* [Consegna]: Conta le righe delle voci che contengono la parola "Return", distinguendo tra maiuscole e minuscole, e scrivi soltanto il numero.

* [Dati di partenza]:
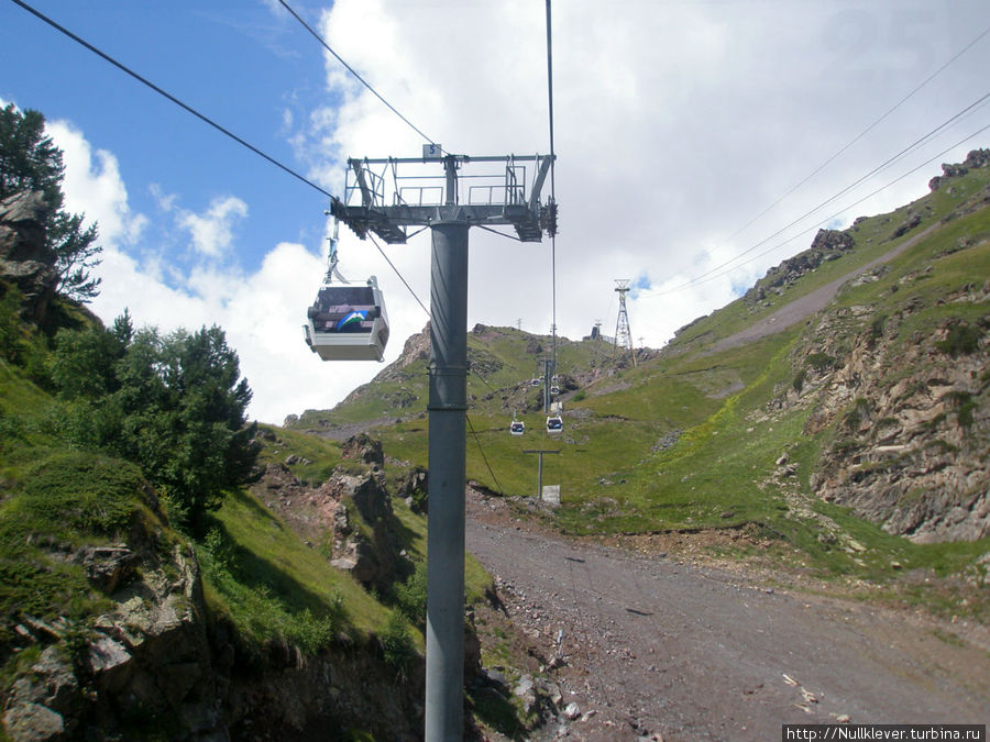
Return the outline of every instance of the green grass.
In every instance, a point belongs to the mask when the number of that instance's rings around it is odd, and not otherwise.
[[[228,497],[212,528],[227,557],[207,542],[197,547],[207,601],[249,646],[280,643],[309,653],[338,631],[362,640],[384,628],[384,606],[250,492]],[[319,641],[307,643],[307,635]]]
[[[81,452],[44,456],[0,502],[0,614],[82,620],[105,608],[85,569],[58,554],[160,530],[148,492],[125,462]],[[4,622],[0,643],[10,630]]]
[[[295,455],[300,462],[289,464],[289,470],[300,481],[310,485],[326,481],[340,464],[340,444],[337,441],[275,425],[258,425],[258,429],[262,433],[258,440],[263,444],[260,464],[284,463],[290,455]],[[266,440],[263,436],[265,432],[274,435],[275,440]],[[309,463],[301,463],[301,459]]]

---

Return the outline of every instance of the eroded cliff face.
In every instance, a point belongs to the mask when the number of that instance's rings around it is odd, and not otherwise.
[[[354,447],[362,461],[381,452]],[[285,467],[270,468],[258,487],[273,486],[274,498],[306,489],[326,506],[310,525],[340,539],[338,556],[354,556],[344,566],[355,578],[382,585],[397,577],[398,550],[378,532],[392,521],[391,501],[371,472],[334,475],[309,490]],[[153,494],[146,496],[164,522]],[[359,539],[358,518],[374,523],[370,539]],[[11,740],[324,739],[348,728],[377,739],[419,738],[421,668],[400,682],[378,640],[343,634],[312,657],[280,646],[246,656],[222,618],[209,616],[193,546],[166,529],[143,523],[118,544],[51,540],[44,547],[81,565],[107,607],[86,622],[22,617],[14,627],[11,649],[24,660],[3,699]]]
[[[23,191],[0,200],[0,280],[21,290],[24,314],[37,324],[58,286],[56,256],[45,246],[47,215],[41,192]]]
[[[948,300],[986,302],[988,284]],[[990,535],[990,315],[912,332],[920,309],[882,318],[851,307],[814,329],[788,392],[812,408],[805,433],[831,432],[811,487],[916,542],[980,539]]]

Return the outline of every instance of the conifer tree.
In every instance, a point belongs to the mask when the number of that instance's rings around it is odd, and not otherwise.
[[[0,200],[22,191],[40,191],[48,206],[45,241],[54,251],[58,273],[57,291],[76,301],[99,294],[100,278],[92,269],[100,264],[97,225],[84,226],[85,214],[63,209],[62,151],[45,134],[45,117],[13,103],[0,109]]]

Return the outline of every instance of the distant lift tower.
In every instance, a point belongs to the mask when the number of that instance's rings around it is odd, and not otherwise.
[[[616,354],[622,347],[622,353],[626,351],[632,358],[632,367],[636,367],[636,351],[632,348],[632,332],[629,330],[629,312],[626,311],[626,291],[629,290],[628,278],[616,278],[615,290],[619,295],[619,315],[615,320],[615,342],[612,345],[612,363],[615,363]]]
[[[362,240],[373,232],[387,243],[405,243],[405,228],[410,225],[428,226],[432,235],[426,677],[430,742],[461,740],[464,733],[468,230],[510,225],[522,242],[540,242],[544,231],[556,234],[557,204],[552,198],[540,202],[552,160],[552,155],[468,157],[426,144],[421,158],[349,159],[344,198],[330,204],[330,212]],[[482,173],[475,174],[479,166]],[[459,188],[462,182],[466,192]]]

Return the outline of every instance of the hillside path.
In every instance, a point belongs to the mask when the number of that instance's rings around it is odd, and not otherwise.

* * *

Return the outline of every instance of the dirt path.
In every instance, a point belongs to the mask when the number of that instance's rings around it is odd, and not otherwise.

* [Soluzione]: 6